#### [SET TASK]
The entries are to be returned exactly, with images left out.

Point placement records

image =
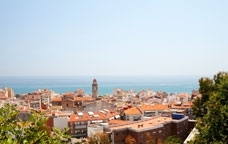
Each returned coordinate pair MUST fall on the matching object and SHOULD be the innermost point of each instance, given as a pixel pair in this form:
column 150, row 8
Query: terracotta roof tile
column 56, row 99
column 132, row 111
column 145, row 107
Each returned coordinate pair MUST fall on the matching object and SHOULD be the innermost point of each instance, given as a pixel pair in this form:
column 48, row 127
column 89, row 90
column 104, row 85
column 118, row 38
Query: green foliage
column 32, row 131
column 199, row 105
column 172, row 140
column 213, row 125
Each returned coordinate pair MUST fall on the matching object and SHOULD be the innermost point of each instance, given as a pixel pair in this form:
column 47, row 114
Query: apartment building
column 155, row 129
column 78, row 123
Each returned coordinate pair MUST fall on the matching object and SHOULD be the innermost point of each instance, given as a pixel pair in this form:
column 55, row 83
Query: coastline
column 106, row 84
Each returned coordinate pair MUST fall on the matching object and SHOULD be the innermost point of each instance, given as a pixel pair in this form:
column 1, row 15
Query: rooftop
column 144, row 124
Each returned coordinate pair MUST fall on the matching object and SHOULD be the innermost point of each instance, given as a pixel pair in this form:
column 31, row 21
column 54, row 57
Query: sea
column 106, row 84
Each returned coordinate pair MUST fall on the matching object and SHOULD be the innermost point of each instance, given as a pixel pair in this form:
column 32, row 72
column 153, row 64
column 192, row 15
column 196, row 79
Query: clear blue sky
column 43, row 38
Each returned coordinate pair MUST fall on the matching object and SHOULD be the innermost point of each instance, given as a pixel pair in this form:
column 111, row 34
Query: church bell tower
column 94, row 89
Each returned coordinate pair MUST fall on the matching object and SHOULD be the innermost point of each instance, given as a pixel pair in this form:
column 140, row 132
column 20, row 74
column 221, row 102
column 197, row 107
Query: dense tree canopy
column 213, row 124
column 32, row 131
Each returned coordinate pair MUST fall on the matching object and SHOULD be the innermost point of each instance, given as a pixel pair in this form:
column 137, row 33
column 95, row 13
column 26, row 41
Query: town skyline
column 130, row 38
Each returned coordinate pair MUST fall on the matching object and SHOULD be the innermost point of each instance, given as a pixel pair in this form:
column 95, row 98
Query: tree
column 99, row 138
column 199, row 105
column 172, row 140
column 130, row 140
column 213, row 126
column 32, row 131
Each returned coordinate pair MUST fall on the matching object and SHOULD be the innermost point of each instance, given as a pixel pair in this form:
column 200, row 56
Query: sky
column 100, row 37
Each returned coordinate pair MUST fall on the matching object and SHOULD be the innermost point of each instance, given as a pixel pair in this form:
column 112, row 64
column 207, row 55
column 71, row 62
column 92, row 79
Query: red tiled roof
column 58, row 99
column 132, row 111
column 145, row 107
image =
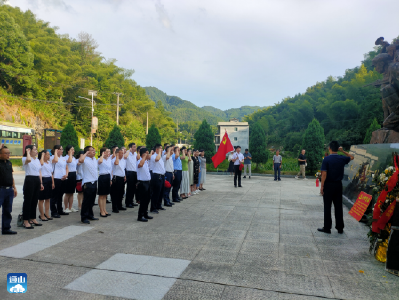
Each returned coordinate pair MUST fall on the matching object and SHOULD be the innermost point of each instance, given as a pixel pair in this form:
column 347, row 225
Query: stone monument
column 387, row 63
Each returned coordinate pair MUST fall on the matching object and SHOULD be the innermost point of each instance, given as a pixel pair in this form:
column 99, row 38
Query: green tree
column 374, row 126
column 204, row 139
column 313, row 143
column 69, row 137
column 16, row 58
column 258, row 145
column 153, row 137
column 115, row 138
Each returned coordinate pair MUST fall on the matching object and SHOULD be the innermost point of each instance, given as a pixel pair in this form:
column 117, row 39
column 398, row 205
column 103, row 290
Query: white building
column 238, row 133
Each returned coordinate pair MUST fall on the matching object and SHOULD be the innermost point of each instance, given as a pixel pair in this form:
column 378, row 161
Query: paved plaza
column 255, row 242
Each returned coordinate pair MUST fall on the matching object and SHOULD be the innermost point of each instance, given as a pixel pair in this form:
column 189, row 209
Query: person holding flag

#### [RESPONSE BELOW]
image =
Each returned coordinate pair MUST fall on the matching object and SHOULD be the innermost point of each instance, given as a pixel pair in this form:
column 150, row 8
Query: terracotta roof tile
column 56, row 99
column 132, row 111
column 145, row 107
Each returned coordinate pair MUST fall on the matching object and SHOULD be the innermost point of each instance, given as a pixel pair in this form:
column 48, row 127
column 89, row 90
column 104, row 85
column 118, row 38
Query: green foliage
column 32, row 131
column 199, row 105
column 172, row 140
column 213, row 125
Each returned coordinate pair MUST fall on the matching object and SHOULD be the innermost point of each instance, given as a pixel pair in this form:
column 47, row 114
Query: apartment building
column 155, row 129
column 78, row 123
Each returned coordinate pair MUST fall on the matching object and SHOULD be the innermost point of each instance, given as a pixel pair in this form:
column 55, row 83
Query: coastline
column 106, row 84
Each returned coordinate pair MUST fall on the matching object and SHOULD be the innermost point of each instance, given as a pixel pair in this form:
column 1, row 15
Query: rooftop
column 144, row 124
Each returned coordinate pair MUST fall on the matching object and SHOULD be the innermost point of each instance, given as a pixel pair in this form:
column 31, row 21
column 54, row 57
Query: sea
column 106, row 84
Each returned coordinate pair MUST fall on the matching object and SHOULD be the innermost point of each instance, given as a pixel pair in this form:
column 32, row 72
column 153, row 64
column 192, row 15
column 196, row 79
Query: clear blue sky
column 43, row 38
Each returned coordinate pair MUST fall on the matching object and SHOULD be the innermost point of each instance, given as a pixel pair in this form:
column 111, row 34
Query: church bell tower
column 94, row 89
Each returned coordinate pair MUST fall on the matching object and SHOULD be the innermost point of each instance, given as a pixel pair in this form:
column 140, row 132
column 20, row 74
column 221, row 102
column 197, row 107
Query: dense tree canopy
column 213, row 124
column 32, row 131
Each returned coordinate pair MUST fall on the matching object and SHOULD be the innermost point of each instance, given as a pixel pair in this form:
column 137, row 33
column 95, row 13
column 26, row 41
Query: town skyline
column 130, row 38
Each returned coordinate pair MUST fall on the matching object and SHOULD be the innermost point of each instance, given as a pixel pair in this form:
column 95, row 98
Query: tree
column 99, row 138
column 199, row 105
column 172, row 140
column 130, row 140
column 213, row 126
column 32, row 131
Each returned coordinate pair MUST fall on the matching object and SHOULD be the innermost point of each instance, given as a pixel pair in this form:
column 200, row 56
Query: sky
column 100, row 37
Each returned coordinate pair MUST fall on the matching object and SHOULD be the innermost point of each instance, given as a pixel pair in this form:
column 112, row 64
column 207, row 55
column 71, row 62
column 92, row 79
Query: red tiled roof
column 58, row 99
column 132, row 111
column 145, row 107
image =
Each returned coordinate pair MUST fall on the matching object and SHOULD be the innermost point of each instance, given as a pixel pair in this form:
column 347, row 225
Query: stone monument
column 387, row 63
Each returned coordinate pair MUST fall on the matching object and SHOULD be the innermost point of each instance, given as a pixel pair in this form:
column 99, row 38
Query: green tree
column 374, row 126
column 204, row 139
column 313, row 143
column 69, row 137
column 16, row 58
column 258, row 145
column 153, row 137
column 115, row 138
Each returned coordinate pair MUST fall on the matching object and SHOULD be the innermost point of each instance, given as a pixel pair in this form:
column 117, row 39
column 398, row 205
column 103, row 290
Query: white building
column 238, row 133
Each returned coordinate pair MUST fall on the matching object and SHOULD be the innermost point of each instance, given as a pixel pair in this form:
column 378, row 161
Query: paved plaza
column 255, row 242
Each returned coordinate pair MUST fall on the matching object and SHOULD be the innermost point of each instance, given as a pixel pair in this form:
column 189, row 209
Query: person holding flag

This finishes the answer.